Oleh : KH. Nu’man Istichori
ﺴﻢ ﺍﻠﻟﻪ ﺍﻠﺮﺤﻣﻦ
ﺍﻠﺮﺤﻴﻢ
I. PENGERTIAN PONDOK
PESANTREN
Pesantren
atau Pondok Pesantren berasal dari dua kata yang membentuk satu pengertian yang
sama. Pondok berarti Tempat menumpang
sementara, Pesantren berarti tempat para
santri, sedangkan santri berarti pelajar yang menuntut ilmu agama islam.
Di
Jawa atau di Sunda tempat ini disebut Pondok atau Pesantren atau Pondok
Pesantren. Tidak ada perbedaan yang berarti antara sebutan Pondok atau Pesantren,
karena merujuk pada satu pengertian yang sama, yakni sebagai Lembaga Pendidikan
Agama Islam dengan sistem asrama, dimana Kiyai sebagai pigur sentralnya, masjid
sebagai pusat kegiatan yang menjiwainya. Pengajaran Agama Islam dibawah
bimbingan Kiyai dan para Asatiznya sedang para santri
mengikutinya. Adapun adanya sekolah atau
Madrasah merupakan
pengembangan dari Pondok Pesantren itu sendiri.
Proses
alami berdirinya pesantren telah melahirkan tata nilai yang unik, status pondok
pesantren adalah kepemilikan bersama yang harus dipelihara bersama. Setiap
seorang santri datang, berarti bertambah satu orang anggota yang bertanggung
jawab atas keberadaan pondok itu. Amat jauh berbeda dengan sebuah hotel. Apabila seorang
masuk hotel dan ia telah membayar uang sewanya, ia berhak tinggal dihotel
tersebut dengan sesuka hatinya. Apabila kamarnya kotor ia memanggil pelayan
untuk membersihkannya. Dengan demikian, secara ma’nawi Pondok Pesantren berbeda
dengan hotel. Pesantren juga tidak sama dengan
Padepokan ala Hindu, orang-orang yang belajat atau mengajar di padepokan hanya kasta-kasta
tertentu, yaitu kasta brahmana dan kasta Ksatria. Di Pondok Pesantren semua
orang tidak dibeda-bedakan, semua orang dapat belajar dengan mudah.

> Item Tersimpan:
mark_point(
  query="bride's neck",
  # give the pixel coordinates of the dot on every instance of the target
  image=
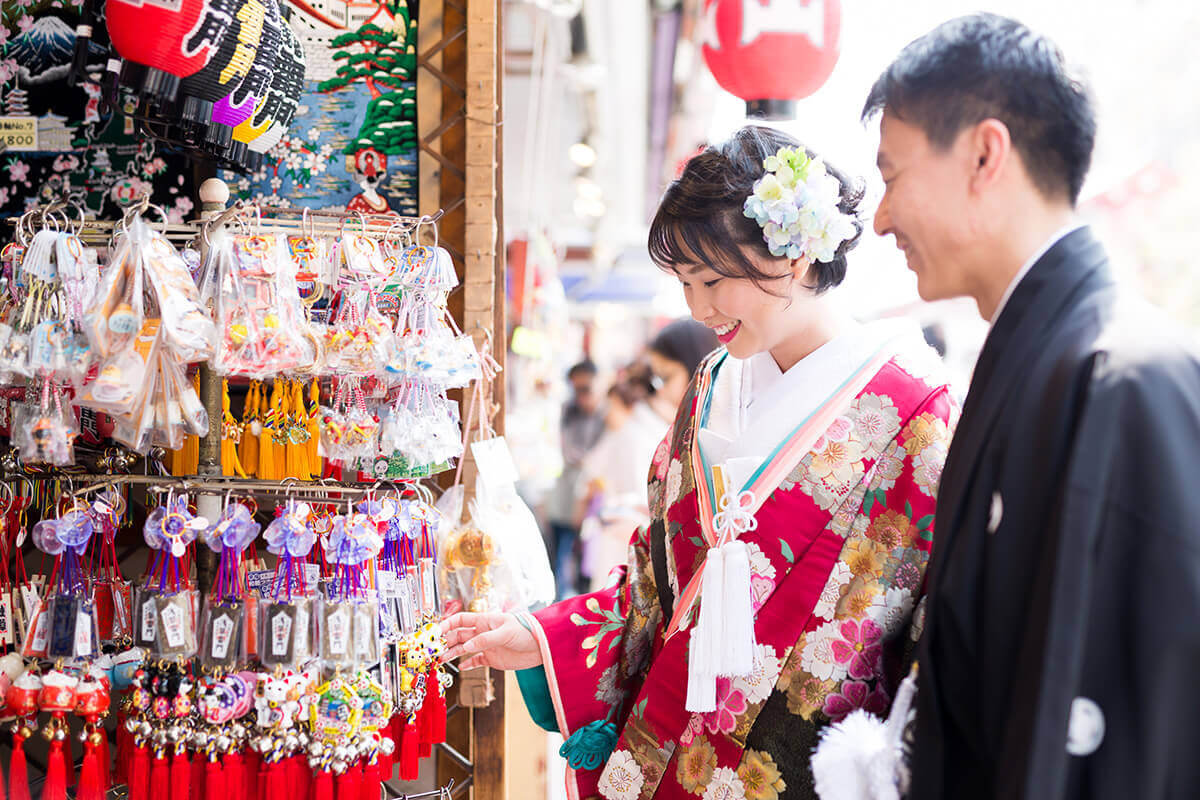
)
(821, 324)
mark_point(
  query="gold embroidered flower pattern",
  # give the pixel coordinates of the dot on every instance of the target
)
(837, 459)
(695, 765)
(865, 557)
(761, 776)
(891, 529)
(807, 695)
(922, 432)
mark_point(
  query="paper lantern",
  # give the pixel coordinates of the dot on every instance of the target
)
(283, 97)
(199, 90)
(771, 53)
(257, 85)
(249, 70)
(157, 36)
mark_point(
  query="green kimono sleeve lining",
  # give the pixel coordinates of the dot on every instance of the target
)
(535, 692)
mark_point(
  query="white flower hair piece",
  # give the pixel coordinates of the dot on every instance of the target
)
(796, 205)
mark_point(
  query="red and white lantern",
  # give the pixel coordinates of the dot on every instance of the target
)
(772, 53)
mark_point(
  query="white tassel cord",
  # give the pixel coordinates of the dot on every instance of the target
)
(706, 637)
(736, 656)
(855, 761)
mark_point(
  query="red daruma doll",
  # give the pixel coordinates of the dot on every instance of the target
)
(166, 36)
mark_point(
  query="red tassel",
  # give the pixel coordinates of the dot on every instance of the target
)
(323, 786)
(69, 762)
(298, 771)
(90, 781)
(409, 752)
(55, 787)
(103, 756)
(160, 777)
(139, 773)
(438, 717)
(235, 777)
(18, 774)
(198, 764)
(372, 780)
(121, 774)
(275, 783)
(216, 780)
(180, 776)
(253, 774)
(349, 781)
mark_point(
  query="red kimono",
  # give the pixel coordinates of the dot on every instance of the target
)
(838, 561)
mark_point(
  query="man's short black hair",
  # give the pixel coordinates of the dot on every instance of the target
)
(583, 368)
(985, 66)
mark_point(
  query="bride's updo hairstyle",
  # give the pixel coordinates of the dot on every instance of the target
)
(701, 220)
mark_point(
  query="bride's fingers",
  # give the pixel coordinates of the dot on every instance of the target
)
(473, 662)
(459, 635)
(468, 619)
(485, 642)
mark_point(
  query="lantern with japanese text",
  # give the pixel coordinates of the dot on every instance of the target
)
(219, 30)
(771, 53)
(282, 98)
(159, 35)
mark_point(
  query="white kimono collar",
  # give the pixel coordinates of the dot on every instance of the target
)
(755, 405)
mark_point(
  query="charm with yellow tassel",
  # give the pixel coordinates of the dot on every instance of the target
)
(251, 428)
(231, 433)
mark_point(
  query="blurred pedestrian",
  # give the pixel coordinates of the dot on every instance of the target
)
(1061, 644)
(581, 426)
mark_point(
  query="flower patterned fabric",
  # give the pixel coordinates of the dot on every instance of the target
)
(838, 561)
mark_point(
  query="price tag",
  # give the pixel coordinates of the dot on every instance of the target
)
(337, 630)
(281, 633)
(19, 133)
(172, 617)
(493, 461)
(39, 633)
(222, 635)
(5, 620)
(149, 619)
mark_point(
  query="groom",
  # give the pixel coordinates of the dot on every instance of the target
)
(1062, 637)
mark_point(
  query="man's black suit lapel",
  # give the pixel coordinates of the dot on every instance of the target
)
(1033, 310)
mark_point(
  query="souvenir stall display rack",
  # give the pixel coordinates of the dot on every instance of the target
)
(93, 497)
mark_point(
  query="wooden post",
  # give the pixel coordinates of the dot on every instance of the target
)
(214, 197)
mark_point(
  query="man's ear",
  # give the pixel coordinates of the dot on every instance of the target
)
(990, 149)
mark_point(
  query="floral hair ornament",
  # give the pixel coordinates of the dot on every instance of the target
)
(291, 537)
(796, 205)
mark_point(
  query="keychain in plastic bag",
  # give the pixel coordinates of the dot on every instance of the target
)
(45, 433)
(167, 606)
(285, 623)
(223, 609)
(66, 626)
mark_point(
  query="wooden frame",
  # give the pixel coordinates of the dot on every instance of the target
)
(459, 98)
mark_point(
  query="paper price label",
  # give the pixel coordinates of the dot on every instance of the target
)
(5, 620)
(39, 635)
(29, 600)
(281, 635)
(339, 623)
(83, 632)
(172, 624)
(222, 635)
(303, 643)
(19, 133)
(495, 461)
(149, 620)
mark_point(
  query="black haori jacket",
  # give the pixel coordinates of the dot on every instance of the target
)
(1062, 638)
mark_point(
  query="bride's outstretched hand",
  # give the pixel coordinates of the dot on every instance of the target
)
(490, 639)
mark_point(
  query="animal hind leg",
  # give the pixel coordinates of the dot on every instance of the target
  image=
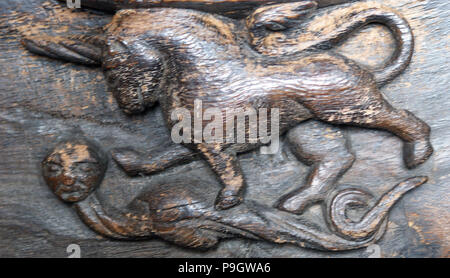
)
(325, 148)
(368, 108)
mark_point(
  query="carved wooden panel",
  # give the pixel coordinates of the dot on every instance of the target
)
(67, 125)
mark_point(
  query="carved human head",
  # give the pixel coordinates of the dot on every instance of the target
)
(74, 168)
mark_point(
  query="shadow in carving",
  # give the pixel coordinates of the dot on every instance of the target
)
(276, 57)
(185, 215)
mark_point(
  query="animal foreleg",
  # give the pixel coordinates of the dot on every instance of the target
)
(135, 163)
(226, 166)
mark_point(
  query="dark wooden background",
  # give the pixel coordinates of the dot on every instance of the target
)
(42, 100)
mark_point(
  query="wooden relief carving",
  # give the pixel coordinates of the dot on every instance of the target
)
(255, 55)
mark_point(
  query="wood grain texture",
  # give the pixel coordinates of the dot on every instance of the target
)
(43, 100)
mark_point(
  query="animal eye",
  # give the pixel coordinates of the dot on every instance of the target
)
(274, 26)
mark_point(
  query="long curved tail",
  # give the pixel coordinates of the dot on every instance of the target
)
(373, 220)
(80, 49)
(360, 15)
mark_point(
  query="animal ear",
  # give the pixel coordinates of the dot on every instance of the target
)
(280, 16)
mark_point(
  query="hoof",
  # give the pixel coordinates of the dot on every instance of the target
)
(416, 152)
(227, 199)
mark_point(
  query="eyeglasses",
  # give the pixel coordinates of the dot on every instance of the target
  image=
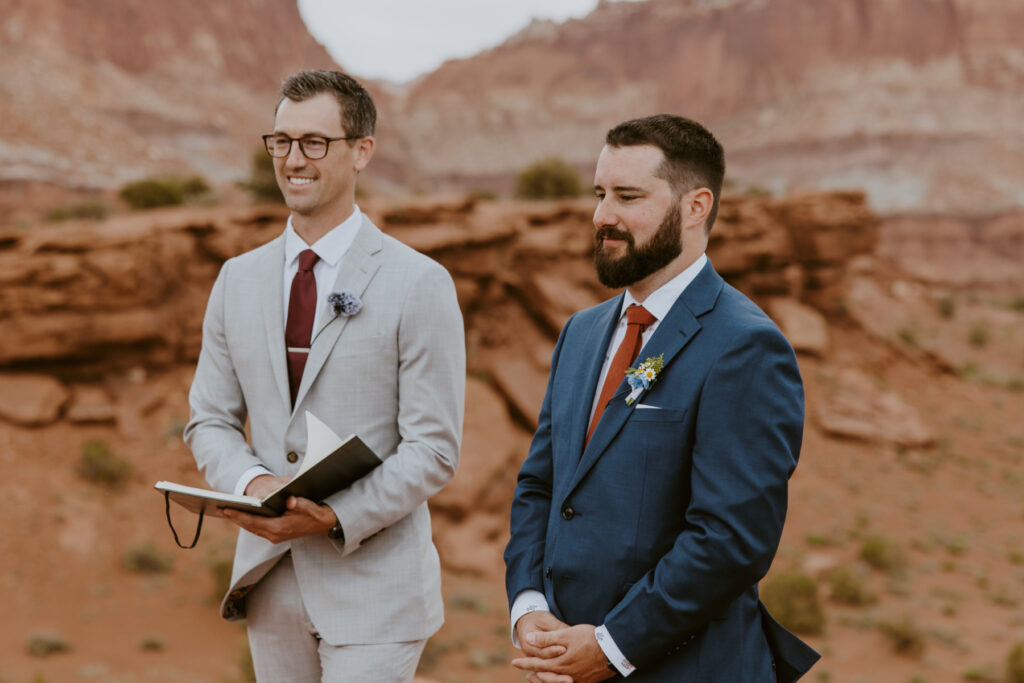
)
(312, 146)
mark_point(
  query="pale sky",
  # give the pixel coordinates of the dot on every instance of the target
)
(398, 40)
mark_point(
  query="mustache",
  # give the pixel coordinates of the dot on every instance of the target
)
(612, 233)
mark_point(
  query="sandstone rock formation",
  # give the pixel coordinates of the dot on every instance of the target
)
(98, 94)
(99, 328)
(915, 103)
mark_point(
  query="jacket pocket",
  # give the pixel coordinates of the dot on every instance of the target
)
(662, 415)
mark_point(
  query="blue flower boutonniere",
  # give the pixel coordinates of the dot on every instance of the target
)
(644, 375)
(344, 303)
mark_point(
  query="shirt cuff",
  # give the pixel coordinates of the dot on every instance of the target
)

> Tugas yang Diminta A:
Tentukan apakah pernyataan (i), (ii), dan (iii) berikut sesuai dengan teks tentang pondok pesantren di atas. Jawab setiap pernyataan dengan ya atau tidak, disertai kutipan persis kata-kata penentunya dari teks: (i) Santri adalah pelajar yang menuntut ilmu agama Islam. (ii) Teks menyatakan ada perbedaan yang berarti antara sebutan Pondok dan sebutan Pesantren. (iii) Di padepokan ala Hindu, semua kasta boleh belajar atau mengajar.
> Tugas yang Diminta B:
Tolong lanjutkan teks tentang pondok pesantren mulai setelah kalimat terakhirnya.

> Hasil A:
(i) Ya: "santri berarti pelajar yang menuntut ilmu agama islam".
(ii) Tidak: "Tidak ada perbedaan yang berarti antara sebutan Pondok atau Pesantren".
(iii) Tidak: "hanya kasta-kasta tertentu, yaitu kasta brahmana dan kasta Ksatria".

> Hasil B:
Dalam
kehidupan pesantren tertanam “GIROH DINIYYAH” secara otomatis
mewarnai seluruh aktivitas belajar dan kehidupan para santri, sehingga
membentuk kehidupan “KHAS PESANTREN” . Kehidupan pesantren yang khas itu telah
terbentuk mampu menanamkan jiwa dan mentalitas yang positif kepada pribadi-pribadi para santrinya. Dalam kehidupan pesantren yang khas itulah terjalin jiwa yang kuat yang sangat menentukan Falsafat hidup para santrinya
II. JIWA PONDOK
PESANTREN
Pada Pondok Pesantren terdapat jiwa “ KEIKHLASAN, KESEDERHANAAN, KEMANDIRIAN
, UKHWAH ISLAMIYAH DAN KEBEBASAN”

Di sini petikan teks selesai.